§ Source extract
^^^^
A Decade of the Wolf

   The craze for anthologies in recent years has often seemed a market-lead phenomenon pandering to readers' increasingly short attention-spans and reluctance to explore the work 
of untested poets for themselves. Equally, publishers faced with dwindling book-sales are eager to provide user-friendly samplers of their catalogue by rubberstamping compilations that may well shift more units than individual poets' volumes. This is not to suggest that all recent anthologies have been poor, just that their very preponderance has perhaps lead to a dilution of impact, a lack of original or defining character.

   Historically, however, the anthology was seen more as an act of criticism, a carefully-weighed contribution to the taste-making criteria of its specific moment. I've often thought that an instructive overview of post-War British poetry could be mapped from a diachronic survey of some of the major anthologies (and their introductions) from the 50s to the present, each not only signposting a new tendency in poetic practise but also setting out the terms of its (eventual) acceptance. Such a survey might delineate the fluctuating dynamics of poetry's internal politics and as such go some way to sketching out a diagram of how the suspect canons of 'major' and 'minor' poetry have been shaped in this country.

     Between Robert Conquest's New Lines(1956) - which ushered in the Movement - and Al Alvarez's The New Poetry (1963) there is a clear reactive arc; from the Hughes-Plath-Lowell-Berryman poetic of Alvarez (I'm loathe to call it "confessionalist") to Michael Horovitz's Children of Albion (1969), a flared-trousered gathering of underground and performance poets, a more complex development could be traced. Horovitz's "counterculture" anthology was published by Penguin, and it's telling that the following year they offset it with Edward Lucie-Smith's excellent British Poetry Since 1945, a much more rounded and intellectually-robust conspectus which proved influential by finding its way onto the A-Level English syllabus. Roddy Lumsden mentions his indebtedness to this book in his Intro to Identity Parade, and likewise it gave me my first brush with contemporary poetry: I've always loved Lucie-Smith's little blurbs on each poet, full of lines I've baffled over for years such as (of Geoffrey Hill) "a kind of Rilkean symbolist struggling in an unfavourable literary climate".

    A more partisan construction returned with Morrison and Motion's 1982 Penguin Book of Contemporary British Poetry, a rearguard action apparently sealing the mainstream victory in the "poetry wars" of the 70's. The Carcanet collection of Cambridge school and other avant garde poets, A Various Art (edited by Crozier and Longville), which appeared in 1986 but which included a good deal of work from the 70s, somewhat pulled the carpet from under the previous book's feet by revealing the depth and vigour of a wealth of different writers operating outside the strictures of mainstream publishing.
^^^^
§ Problem 1
Copy the essay on poetry anthologies word for word, from "The craze for" to "or defining character.".
§ Problem 2
Write the next part of the essay on poetry anthologies, starting after its final sentence.
The entries below were gathered from a separate source.
^^^^
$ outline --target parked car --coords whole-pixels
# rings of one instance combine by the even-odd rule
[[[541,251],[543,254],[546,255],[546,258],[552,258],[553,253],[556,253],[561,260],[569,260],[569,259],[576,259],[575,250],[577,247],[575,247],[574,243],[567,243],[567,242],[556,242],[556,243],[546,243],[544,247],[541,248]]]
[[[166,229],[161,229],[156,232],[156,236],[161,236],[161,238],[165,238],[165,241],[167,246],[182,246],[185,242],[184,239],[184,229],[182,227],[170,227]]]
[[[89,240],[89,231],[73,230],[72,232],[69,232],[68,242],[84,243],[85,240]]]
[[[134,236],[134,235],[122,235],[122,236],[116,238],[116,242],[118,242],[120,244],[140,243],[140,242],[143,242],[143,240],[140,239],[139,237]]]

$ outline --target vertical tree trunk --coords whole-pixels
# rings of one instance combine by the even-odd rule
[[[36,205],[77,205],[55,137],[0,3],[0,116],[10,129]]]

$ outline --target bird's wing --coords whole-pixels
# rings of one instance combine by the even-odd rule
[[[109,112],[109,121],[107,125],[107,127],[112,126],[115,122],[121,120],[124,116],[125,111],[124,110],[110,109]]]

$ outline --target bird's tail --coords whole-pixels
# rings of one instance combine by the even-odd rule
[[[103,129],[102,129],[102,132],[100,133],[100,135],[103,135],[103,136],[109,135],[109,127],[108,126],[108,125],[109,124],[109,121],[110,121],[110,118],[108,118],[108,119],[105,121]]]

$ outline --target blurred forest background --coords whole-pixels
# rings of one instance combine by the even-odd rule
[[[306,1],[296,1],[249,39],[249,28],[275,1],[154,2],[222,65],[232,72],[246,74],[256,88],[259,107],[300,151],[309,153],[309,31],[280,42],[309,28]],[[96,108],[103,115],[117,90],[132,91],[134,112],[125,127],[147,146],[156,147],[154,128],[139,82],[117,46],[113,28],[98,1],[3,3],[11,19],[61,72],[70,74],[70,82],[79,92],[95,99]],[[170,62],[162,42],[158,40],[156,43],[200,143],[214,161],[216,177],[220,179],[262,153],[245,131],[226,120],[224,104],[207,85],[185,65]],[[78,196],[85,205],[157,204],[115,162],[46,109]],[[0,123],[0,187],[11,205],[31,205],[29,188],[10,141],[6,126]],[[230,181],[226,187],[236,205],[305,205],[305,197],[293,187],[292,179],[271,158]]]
^^^^
§ Task output 1
The craze for anthologies in recent years has often seemed a market-lead phenomenon pandering to readers' increasingly short attention-spans and reluctance to explore the work 
of untested poets for themselves. Equally, publishers faced with dwindling book-sales are eager to provide user-friendly samplers of their catalogue by rubberstamping compilations that may well shift more units than individual poets' volumes. This is not to suggest that all recent anthologies have been poor, just that their very preponderance has perhaps lead to a dilution of impact, a lack of original or defining character.

§ Task output 2
    Which brings us neatly on to The Wolf: A Decade (Poems 2002-2012),James Byrne's new accumulation of poems which originally appeared in the ground-breaking magazine he's so deftly edited throughout this period. It seems to me an anthology of the earlier kind, a selectional act of criticism representing both a summation of The Wolf's not inconsiderable contribution to the gradual widening of our reading-tastes and a powerful sonar for hidden undercurrents and sunken treasures well outside the range of most poetry-editor's purview. If a further role of a good anthology is to make hitherto-unsuspected linkages where none had seemed apparent, The Wolf: A Decade does an admirable job of joining up the dots between poetries from a remarkable diversity of cultures and traditions, justifying Byrne's suggestion that "this is one of the most international poetry anthologies ever to be published in England".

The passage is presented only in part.